** Opening DATA SHOWN block **

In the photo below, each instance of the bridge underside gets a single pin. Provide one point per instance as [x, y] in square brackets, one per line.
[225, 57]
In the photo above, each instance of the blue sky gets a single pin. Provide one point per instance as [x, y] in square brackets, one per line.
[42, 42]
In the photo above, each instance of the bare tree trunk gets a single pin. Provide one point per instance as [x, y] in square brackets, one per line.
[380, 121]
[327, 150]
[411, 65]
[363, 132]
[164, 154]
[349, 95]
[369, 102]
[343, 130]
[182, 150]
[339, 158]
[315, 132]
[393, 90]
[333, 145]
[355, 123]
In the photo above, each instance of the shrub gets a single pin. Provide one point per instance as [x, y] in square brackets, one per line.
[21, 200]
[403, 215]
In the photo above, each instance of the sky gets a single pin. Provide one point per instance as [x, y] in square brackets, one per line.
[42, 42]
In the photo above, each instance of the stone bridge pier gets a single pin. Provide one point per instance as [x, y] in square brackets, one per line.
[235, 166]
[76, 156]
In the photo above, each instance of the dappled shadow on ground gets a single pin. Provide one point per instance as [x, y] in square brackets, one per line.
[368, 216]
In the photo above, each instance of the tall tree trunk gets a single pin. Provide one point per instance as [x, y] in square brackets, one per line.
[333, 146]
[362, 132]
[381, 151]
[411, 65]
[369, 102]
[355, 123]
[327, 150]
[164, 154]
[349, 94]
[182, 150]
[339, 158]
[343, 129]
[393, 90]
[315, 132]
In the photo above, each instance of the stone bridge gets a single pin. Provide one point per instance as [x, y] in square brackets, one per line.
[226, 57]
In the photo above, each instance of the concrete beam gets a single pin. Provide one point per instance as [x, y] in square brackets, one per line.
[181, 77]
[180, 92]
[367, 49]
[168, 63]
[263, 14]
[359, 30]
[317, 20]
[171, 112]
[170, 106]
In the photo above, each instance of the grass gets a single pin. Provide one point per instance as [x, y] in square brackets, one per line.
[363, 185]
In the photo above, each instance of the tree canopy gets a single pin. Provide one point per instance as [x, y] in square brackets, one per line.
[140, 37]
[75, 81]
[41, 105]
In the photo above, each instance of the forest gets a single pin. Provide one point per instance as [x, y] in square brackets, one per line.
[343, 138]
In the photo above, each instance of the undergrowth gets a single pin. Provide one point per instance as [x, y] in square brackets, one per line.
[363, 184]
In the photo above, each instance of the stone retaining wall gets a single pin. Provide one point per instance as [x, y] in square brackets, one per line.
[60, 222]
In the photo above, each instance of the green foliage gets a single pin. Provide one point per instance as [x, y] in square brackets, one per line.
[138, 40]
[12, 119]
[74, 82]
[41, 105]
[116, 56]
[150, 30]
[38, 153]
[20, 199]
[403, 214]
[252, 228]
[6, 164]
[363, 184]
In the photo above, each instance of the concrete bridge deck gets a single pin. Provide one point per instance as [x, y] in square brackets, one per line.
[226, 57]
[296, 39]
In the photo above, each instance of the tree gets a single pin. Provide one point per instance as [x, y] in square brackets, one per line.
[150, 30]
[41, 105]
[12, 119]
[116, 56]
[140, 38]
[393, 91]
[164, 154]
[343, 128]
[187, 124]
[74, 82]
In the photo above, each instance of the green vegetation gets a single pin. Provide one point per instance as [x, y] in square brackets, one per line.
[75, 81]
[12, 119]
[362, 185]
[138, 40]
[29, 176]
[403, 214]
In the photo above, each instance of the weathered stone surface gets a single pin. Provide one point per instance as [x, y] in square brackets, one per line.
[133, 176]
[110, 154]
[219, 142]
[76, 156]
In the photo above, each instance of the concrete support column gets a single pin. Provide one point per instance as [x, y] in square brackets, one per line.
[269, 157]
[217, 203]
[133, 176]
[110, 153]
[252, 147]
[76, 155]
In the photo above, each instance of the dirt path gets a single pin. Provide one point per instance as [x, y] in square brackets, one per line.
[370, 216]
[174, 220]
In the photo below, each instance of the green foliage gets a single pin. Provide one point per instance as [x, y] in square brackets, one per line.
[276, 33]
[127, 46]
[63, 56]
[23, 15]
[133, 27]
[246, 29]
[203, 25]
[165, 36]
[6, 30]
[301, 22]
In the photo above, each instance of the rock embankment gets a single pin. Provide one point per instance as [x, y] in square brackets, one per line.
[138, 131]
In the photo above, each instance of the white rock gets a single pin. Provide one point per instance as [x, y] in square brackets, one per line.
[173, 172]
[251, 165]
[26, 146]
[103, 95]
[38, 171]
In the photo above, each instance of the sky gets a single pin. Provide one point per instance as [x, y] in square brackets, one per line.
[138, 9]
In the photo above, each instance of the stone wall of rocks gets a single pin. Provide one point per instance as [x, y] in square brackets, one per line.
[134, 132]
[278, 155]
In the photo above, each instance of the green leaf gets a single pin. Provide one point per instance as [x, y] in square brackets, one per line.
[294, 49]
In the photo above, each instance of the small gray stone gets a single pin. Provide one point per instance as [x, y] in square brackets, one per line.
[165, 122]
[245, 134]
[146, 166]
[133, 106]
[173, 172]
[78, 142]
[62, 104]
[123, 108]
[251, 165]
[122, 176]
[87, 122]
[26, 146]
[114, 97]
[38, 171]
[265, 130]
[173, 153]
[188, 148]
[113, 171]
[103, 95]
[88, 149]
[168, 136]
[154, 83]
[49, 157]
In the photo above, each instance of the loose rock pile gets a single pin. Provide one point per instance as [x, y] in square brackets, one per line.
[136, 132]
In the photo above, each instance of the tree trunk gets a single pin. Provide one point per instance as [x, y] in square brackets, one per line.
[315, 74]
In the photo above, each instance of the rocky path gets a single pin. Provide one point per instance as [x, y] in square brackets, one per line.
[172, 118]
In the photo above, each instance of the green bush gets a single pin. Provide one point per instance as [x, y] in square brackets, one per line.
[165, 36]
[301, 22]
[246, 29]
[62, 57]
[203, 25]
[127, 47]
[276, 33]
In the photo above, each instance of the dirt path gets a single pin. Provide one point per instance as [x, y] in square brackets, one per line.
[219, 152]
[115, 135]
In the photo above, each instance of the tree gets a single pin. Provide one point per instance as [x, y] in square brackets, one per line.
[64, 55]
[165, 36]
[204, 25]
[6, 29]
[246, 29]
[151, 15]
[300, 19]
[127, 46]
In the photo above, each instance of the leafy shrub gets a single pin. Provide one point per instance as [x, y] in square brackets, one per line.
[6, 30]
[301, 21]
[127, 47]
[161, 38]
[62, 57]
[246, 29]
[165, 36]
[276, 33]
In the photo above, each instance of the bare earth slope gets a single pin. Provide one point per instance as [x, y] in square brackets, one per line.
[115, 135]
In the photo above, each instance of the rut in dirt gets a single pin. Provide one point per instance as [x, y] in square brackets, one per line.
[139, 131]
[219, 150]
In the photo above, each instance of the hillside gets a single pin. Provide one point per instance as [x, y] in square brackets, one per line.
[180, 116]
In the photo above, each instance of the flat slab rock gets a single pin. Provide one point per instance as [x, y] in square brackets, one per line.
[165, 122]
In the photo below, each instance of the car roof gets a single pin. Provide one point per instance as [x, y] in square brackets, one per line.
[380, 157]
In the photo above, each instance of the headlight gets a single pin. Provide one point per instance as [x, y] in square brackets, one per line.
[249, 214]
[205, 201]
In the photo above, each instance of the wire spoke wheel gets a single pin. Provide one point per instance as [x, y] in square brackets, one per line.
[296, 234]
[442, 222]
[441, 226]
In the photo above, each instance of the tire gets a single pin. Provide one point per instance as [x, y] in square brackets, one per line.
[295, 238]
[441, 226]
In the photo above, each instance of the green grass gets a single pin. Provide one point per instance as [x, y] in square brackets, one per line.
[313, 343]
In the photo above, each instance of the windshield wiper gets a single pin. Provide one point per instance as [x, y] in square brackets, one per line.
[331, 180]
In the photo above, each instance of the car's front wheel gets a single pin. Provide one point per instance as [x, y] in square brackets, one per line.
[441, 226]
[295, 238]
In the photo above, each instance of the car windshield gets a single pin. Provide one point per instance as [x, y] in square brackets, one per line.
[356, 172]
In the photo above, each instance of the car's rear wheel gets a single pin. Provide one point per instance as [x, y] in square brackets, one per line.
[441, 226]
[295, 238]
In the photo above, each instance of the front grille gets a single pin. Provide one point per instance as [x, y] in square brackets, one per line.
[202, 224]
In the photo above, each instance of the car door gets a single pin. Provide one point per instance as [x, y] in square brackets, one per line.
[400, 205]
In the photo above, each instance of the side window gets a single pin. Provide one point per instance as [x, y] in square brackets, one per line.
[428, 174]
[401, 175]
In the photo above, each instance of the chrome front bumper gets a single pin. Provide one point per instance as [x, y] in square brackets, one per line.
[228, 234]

** Closing DATA SHOWN block **

§ EXERCISE AIM: Could you write out, exactly as given, the lines from the one holding "In the photo above, each instance of the chrome" through the end of the listing, and nothing else?

§ REPLY:
In the photo above, each instance of the chrome front bumper gets a single pin. Provide one point per instance as [x, y] in square brackets, one per line.
[228, 234]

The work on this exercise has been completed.